> _Stated exercise_: Please rewrite the part of the items that opens with the line containing "One pin marks each instance of the pine" and runs through the end of the items, swapping "instance" for "occurrence" and leaving everything else unchanged. Omit the pictures from your answer.

> _Exercise data_:
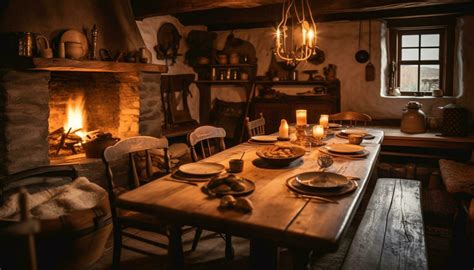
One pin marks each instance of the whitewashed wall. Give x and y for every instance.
(339, 41)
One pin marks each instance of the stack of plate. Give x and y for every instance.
(263, 139)
(344, 150)
(198, 171)
(321, 184)
(355, 131)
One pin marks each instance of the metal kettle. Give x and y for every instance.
(413, 118)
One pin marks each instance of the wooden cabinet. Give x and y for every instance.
(284, 107)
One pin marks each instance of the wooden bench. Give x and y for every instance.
(390, 235)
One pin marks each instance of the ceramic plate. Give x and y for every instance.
(202, 168)
(359, 155)
(297, 188)
(322, 180)
(334, 125)
(344, 148)
(264, 138)
(354, 131)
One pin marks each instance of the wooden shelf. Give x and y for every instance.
(223, 81)
(60, 64)
(294, 82)
(226, 66)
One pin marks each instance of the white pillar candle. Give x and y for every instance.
(324, 120)
(318, 132)
(283, 130)
(300, 117)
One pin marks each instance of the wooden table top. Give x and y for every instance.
(277, 215)
(394, 133)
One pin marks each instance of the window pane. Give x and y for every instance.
(430, 40)
(429, 77)
(429, 54)
(409, 78)
(409, 54)
(410, 40)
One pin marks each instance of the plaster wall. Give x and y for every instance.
(339, 41)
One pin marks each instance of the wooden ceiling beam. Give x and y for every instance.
(265, 16)
(148, 8)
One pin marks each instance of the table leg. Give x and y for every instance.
(263, 254)
(301, 258)
(175, 248)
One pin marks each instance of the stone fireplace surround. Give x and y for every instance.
(32, 104)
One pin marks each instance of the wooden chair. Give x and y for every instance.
(122, 219)
(203, 136)
(255, 127)
(350, 118)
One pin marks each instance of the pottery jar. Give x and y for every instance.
(413, 118)
(73, 50)
(234, 58)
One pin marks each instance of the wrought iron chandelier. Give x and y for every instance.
(296, 32)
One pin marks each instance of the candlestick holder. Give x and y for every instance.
(301, 135)
(317, 141)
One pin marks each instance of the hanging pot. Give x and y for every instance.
(361, 56)
(370, 69)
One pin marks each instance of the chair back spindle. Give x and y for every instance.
(202, 137)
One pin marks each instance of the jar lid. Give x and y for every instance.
(414, 105)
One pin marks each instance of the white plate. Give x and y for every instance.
(344, 148)
(355, 131)
(202, 168)
(265, 138)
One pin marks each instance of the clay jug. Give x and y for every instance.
(413, 118)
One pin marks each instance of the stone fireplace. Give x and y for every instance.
(34, 104)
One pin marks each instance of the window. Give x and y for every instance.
(422, 52)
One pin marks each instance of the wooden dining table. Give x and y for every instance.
(279, 218)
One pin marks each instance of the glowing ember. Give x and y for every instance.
(75, 116)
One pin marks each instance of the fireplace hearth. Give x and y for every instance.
(34, 105)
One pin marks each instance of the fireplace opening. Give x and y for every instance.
(85, 107)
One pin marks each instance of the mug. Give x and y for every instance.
(355, 138)
(73, 50)
(42, 45)
(236, 165)
(222, 59)
(234, 58)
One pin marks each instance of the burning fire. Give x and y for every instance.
(76, 116)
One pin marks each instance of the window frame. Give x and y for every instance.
(444, 25)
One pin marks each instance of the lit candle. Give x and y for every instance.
(278, 38)
(324, 120)
(301, 117)
(318, 132)
(310, 37)
(304, 35)
(283, 130)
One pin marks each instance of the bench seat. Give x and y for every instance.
(391, 234)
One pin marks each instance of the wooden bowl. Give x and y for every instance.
(281, 161)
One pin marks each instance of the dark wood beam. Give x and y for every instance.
(266, 16)
(147, 8)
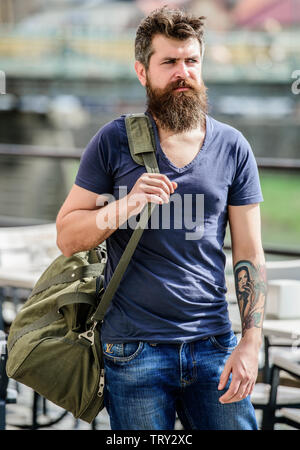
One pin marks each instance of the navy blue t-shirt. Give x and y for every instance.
(174, 287)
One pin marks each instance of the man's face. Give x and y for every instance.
(175, 91)
(174, 60)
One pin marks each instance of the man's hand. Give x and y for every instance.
(243, 365)
(150, 187)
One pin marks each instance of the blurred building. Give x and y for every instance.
(12, 11)
(266, 14)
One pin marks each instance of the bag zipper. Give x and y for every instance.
(101, 383)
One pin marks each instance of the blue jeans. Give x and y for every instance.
(146, 384)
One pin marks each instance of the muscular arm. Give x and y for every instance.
(251, 288)
(249, 267)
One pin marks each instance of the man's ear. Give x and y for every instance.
(141, 72)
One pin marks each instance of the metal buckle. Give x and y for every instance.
(89, 335)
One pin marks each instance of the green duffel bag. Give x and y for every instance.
(54, 342)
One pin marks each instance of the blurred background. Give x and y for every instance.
(67, 68)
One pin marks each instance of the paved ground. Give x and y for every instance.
(20, 413)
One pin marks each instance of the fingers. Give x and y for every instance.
(160, 181)
(154, 188)
(237, 391)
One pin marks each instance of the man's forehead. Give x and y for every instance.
(164, 46)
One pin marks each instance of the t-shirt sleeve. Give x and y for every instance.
(95, 171)
(245, 188)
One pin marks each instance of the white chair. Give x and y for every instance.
(280, 404)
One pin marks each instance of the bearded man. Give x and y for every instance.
(167, 339)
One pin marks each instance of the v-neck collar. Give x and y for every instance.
(207, 138)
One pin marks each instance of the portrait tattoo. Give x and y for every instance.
(251, 290)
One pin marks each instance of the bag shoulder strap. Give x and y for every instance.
(140, 137)
(142, 147)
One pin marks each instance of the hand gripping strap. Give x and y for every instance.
(142, 145)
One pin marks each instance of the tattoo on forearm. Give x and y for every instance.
(251, 290)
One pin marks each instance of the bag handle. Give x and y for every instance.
(142, 148)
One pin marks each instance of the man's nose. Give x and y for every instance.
(181, 70)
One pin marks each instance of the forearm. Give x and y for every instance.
(251, 290)
(85, 229)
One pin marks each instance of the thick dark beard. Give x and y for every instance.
(178, 111)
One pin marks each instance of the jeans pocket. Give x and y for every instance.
(122, 352)
(224, 342)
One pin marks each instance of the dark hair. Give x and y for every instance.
(172, 23)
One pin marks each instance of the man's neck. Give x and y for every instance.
(171, 136)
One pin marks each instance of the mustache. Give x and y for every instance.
(183, 83)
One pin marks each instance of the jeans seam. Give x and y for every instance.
(187, 415)
(183, 381)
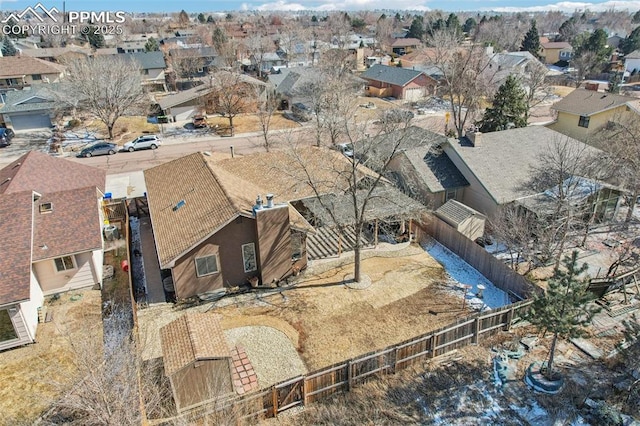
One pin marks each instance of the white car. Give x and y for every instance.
(143, 142)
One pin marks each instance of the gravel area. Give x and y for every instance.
(270, 351)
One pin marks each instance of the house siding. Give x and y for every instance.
(274, 243)
(51, 281)
(567, 123)
(227, 245)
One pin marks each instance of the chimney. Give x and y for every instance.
(474, 136)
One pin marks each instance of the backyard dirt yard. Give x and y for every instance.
(33, 376)
(330, 322)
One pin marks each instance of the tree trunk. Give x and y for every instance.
(632, 204)
(356, 254)
(552, 352)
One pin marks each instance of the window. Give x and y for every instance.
(450, 194)
(249, 257)
(584, 121)
(206, 265)
(7, 331)
(64, 263)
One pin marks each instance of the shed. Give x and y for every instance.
(197, 359)
(464, 219)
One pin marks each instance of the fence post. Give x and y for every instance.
(274, 399)
(510, 313)
(476, 331)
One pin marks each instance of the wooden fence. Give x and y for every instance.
(343, 376)
(493, 269)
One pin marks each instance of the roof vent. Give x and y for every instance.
(46, 207)
(180, 204)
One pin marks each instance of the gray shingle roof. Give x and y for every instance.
(147, 60)
(455, 213)
(503, 161)
(392, 75)
(588, 102)
(37, 98)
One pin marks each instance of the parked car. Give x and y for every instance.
(5, 136)
(143, 142)
(200, 121)
(99, 148)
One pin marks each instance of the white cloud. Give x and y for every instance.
(571, 6)
(329, 5)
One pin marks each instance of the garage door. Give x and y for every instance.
(414, 94)
(31, 121)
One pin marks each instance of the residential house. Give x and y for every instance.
(58, 54)
(632, 62)
(17, 72)
(30, 108)
(212, 232)
(400, 83)
(402, 46)
(499, 167)
(583, 112)
(186, 104)
(555, 51)
(226, 222)
(152, 67)
(193, 61)
(51, 226)
(421, 168)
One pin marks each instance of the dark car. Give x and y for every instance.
(5, 136)
(99, 148)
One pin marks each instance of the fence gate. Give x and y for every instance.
(288, 394)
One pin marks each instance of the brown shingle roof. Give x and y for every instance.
(15, 246)
(589, 102)
(17, 66)
(556, 45)
(36, 171)
(73, 226)
(211, 198)
(192, 337)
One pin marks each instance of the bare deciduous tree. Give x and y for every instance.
(105, 87)
(466, 77)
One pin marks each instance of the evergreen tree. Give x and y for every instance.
(469, 25)
(509, 108)
(416, 30)
(563, 309)
(8, 49)
(151, 45)
(531, 42)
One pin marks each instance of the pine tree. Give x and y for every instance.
(563, 309)
(509, 108)
(8, 49)
(531, 42)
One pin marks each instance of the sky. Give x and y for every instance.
(327, 5)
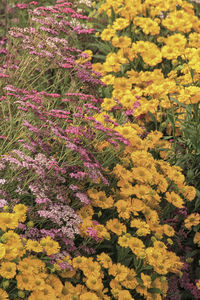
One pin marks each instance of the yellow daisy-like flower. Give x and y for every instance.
(34, 246)
(8, 220)
(168, 230)
(94, 283)
(49, 245)
(105, 260)
(124, 294)
(137, 246)
(119, 271)
(123, 240)
(3, 295)
(116, 226)
(2, 250)
(197, 238)
(89, 295)
(8, 270)
(192, 220)
(123, 208)
(174, 199)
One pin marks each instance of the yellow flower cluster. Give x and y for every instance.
(151, 35)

> _Full response_:
One pin marks each occurrence of the pine tree. Give x and y for every occurrence.
(563, 309)
(509, 108)
(8, 49)
(531, 42)
One pin marks each occurrence of the sky. Give x and y for every occurrence.
(327, 5)
One pin marks each occurrence of the yellow daisy-like flower. Give x and y for every occurrence.
(34, 246)
(8, 220)
(168, 230)
(94, 283)
(49, 245)
(105, 260)
(124, 294)
(137, 246)
(119, 271)
(123, 240)
(3, 295)
(116, 226)
(2, 250)
(197, 238)
(89, 295)
(8, 270)
(192, 220)
(123, 208)
(174, 199)
One pin marks each occurrence of the yellow flower cluster. Give x and y for every occurrence.
(151, 35)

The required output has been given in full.